WORK TO BE COMPLETED:
How many lines in the entries below contain the string "query", with matching case? Reply with the number alone.

===== RECORDED INFORMATION

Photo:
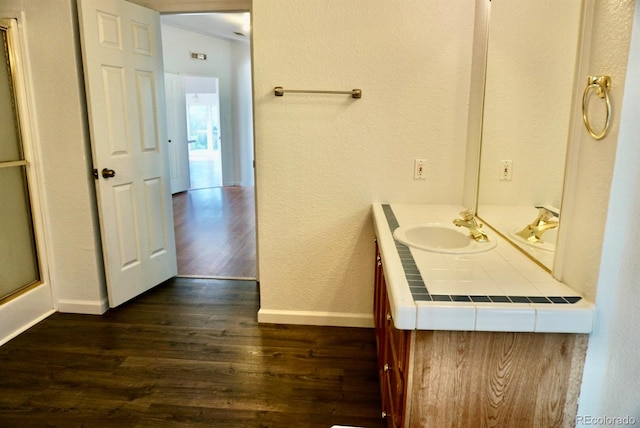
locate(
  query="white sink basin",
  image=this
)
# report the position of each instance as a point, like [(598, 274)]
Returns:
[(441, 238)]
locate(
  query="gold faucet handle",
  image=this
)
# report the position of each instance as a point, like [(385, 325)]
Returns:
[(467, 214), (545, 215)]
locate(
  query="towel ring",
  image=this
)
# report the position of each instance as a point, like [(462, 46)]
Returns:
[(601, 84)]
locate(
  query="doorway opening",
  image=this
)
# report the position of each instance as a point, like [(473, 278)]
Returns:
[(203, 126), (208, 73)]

==========
===== RECORDED INFORMATION

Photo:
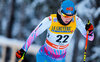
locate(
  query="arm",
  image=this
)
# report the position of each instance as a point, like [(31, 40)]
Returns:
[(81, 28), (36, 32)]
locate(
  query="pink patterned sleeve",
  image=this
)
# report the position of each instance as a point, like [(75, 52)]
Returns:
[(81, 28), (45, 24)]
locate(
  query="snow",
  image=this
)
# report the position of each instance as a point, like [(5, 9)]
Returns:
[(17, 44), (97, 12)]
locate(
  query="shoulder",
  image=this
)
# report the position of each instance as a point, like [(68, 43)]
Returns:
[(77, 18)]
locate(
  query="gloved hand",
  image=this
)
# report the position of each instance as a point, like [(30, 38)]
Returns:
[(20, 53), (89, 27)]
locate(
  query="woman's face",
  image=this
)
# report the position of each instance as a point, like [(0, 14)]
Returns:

==========
===== RECORDED INFORMATION

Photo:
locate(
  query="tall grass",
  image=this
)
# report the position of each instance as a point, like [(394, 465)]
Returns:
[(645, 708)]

==========

CORRECT RESULT:
11